Task statement:
Please return each of the entries exactly, minus their pictures.

Recorded data:

▼

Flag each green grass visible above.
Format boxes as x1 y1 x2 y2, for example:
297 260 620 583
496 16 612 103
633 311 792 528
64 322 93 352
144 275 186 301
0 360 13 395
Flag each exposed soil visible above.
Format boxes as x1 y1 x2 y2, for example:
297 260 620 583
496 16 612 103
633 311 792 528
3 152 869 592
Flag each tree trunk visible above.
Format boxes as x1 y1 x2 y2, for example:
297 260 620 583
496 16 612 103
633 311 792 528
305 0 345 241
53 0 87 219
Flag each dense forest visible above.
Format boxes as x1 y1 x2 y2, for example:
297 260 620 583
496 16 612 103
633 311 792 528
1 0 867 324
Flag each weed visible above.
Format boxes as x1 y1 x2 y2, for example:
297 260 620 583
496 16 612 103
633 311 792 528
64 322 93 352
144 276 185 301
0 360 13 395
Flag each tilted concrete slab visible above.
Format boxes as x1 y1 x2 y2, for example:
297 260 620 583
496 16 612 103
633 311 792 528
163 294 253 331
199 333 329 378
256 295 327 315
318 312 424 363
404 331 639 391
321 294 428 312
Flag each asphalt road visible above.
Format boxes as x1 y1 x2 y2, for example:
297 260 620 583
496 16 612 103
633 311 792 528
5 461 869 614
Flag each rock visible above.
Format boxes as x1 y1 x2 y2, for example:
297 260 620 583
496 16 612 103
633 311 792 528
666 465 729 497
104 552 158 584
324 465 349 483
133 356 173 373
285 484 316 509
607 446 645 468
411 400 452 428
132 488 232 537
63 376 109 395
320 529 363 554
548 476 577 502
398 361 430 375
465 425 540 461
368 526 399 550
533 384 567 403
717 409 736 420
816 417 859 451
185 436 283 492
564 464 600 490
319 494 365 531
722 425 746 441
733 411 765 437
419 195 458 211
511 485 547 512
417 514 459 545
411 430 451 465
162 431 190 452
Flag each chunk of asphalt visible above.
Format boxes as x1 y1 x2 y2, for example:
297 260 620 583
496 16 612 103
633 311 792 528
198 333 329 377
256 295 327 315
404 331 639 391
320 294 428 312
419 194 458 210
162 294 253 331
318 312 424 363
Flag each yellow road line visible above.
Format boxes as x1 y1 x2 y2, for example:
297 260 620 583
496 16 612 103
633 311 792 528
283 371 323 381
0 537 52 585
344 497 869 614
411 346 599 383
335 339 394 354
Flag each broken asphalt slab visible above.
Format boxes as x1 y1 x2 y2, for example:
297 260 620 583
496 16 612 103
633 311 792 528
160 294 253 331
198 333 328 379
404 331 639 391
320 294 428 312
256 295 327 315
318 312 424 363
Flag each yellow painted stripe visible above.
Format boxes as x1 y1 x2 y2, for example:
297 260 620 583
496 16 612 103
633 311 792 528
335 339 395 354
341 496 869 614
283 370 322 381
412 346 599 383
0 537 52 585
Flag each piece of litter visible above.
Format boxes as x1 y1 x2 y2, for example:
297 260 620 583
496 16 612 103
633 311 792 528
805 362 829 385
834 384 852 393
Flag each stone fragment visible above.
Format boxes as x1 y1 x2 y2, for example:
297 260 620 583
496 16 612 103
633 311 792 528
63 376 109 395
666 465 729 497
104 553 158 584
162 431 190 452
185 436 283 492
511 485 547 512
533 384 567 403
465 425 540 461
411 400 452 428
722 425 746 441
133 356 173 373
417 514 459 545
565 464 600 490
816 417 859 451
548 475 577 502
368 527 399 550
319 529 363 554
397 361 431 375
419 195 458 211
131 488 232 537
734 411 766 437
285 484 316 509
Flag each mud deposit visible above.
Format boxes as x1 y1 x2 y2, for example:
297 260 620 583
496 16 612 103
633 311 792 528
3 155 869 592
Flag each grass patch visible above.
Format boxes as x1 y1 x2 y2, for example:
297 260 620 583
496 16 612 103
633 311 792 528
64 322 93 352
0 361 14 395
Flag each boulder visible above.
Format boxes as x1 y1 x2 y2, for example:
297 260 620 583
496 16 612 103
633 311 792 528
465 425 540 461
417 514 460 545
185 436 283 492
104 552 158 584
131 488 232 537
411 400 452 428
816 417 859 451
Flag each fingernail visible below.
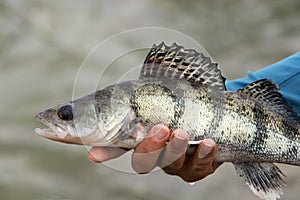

▲

Answer to this exercise:
Flag each green grass visible above.
Format boxes as x1 y1 x2 y2, for example:
297 260 620 583
496 16 612 103
633 311 792 528
64 322 93 352
144 275 186 301
0 360 13 395
Flag each exposed soil visible above.
Format boxes as x1 y1 x2 y2, for example:
297 260 620 583
496 16 612 103
633 311 792 528
3 152 869 592
Flag each tree trunk visible above.
Format boxes as x1 y1 x2 y2, for example:
297 260 620 583
496 16 612 103
633 311 792 528
305 0 345 241
53 0 87 219
Flag each dense forest visible above.
Format boxes as x1 y1 x2 y2, for example:
297 260 620 583
496 16 612 103
633 311 792 528
1 0 867 324
Flag each weed visible above.
Format boxes as x1 y1 x2 y2, for example:
297 260 620 583
496 16 612 103
633 311 792 528
64 322 93 352
144 276 185 301
0 360 13 395
Flag each tilted concrete slab visible above.
Format boxes as x1 y1 x2 y2, for example:
297 260 620 583
496 16 612 103
633 311 792 528
163 294 253 331
199 333 329 378
256 295 327 315
318 312 424 363
404 331 639 391
321 294 428 312
Flag each asphalt road visible above.
Format boxes as x1 y1 x2 y2, for example:
297 260 620 583
496 16 612 103
633 311 792 528
5 461 869 614
Flag each rock visible above.
Format boxes as x1 y1 x2 y2, for example:
297 260 620 583
496 16 612 103
633 311 792 528
666 465 729 497
104 552 158 584
324 465 349 483
133 356 173 373
285 484 316 509
607 446 645 468
411 400 452 428
132 488 232 537
63 376 109 395
320 529 363 554
548 476 577 502
398 361 430 375
465 425 540 461
368 526 399 550
533 384 567 403
717 409 736 420
816 417 859 451
185 436 283 492
564 464 600 490
319 494 365 531
722 425 746 441
733 411 765 437
419 195 458 211
511 485 547 512
417 514 459 545
411 430 451 465
162 431 190 452
Flag each chunk of asphalt visible above.
Format boxes as x1 y1 x2 y2, for example:
297 260 620 583
496 16 612 103
633 311 792 528
198 333 329 377
256 295 327 315
404 331 639 391
320 294 428 312
419 194 458 210
162 294 253 331
318 312 424 363
Flag each yellow road line visible above.
Format boxes as x1 y1 x2 y2, for example:
297 260 620 583
496 16 612 103
633 311 792 528
283 371 323 381
0 537 52 585
344 497 869 614
411 346 599 383
335 339 394 354
Flag each broken asphalt slab visible above.
Format boxes as x1 y1 x2 y2, for example:
297 260 620 583
496 16 612 103
633 311 792 528
160 294 253 331
198 333 328 379
404 331 639 391
320 294 428 312
256 295 327 315
318 312 424 363
Flag each yellow painted stripe visible above.
Format boxes as x1 y1 x2 y2, for example:
297 260 620 583
496 16 612 103
633 311 792 528
335 339 395 354
341 496 869 614
283 370 322 381
412 346 599 383
0 537 52 585
Flag each piece of litter visible above.
Format boxes as x1 y1 x2 y2, for example:
297 260 620 583
496 16 612 103
633 311 792 528
805 362 829 385
834 384 852 393
Flag each stone fragment visible above.
Format boxes as x1 y1 x2 y2, for example:
297 260 620 583
496 16 612 103
633 311 792 528
63 376 109 395
666 465 729 497
104 553 158 584
162 431 190 452
185 436 283 492
511 485 547 512
533 384 567 403
465 425 540 461
411 400 452 428
722 425 746 441
133 356 173 373
417 514 459 545
565 464 600 490
816 417 859 451
548 475 577 502
368 527 399 550
319 529 363 554
397 361 431 375
419 195 458 211
131 488 232 537
734 411 766 437
285 484 316 509
Flag each mud deposit visible above.
Format boxes as x1 y1 x2 y2, for example:
297 260 620 583
496 16 612 103
633 311 792 528
3 155 869 592
Flag each grass patch visible above.
Format boxes as x1 y1 x2 y2, for example:
297 260 620 583
496 16 612 103
633 311 792 528
64 322 93 352
0 361 14 395
Flag each boulder visible above.
Format boxes as x1 y1 x2 y2, for example:
297 260 620 583
496 16 612 103
633 311 792 528
465 425 540 461
417 514 460 545
185 436 283 492
104 552 158 584
131 488 232 537
411 400 452 428
816 417 859 451
Flag each fingernail visible below.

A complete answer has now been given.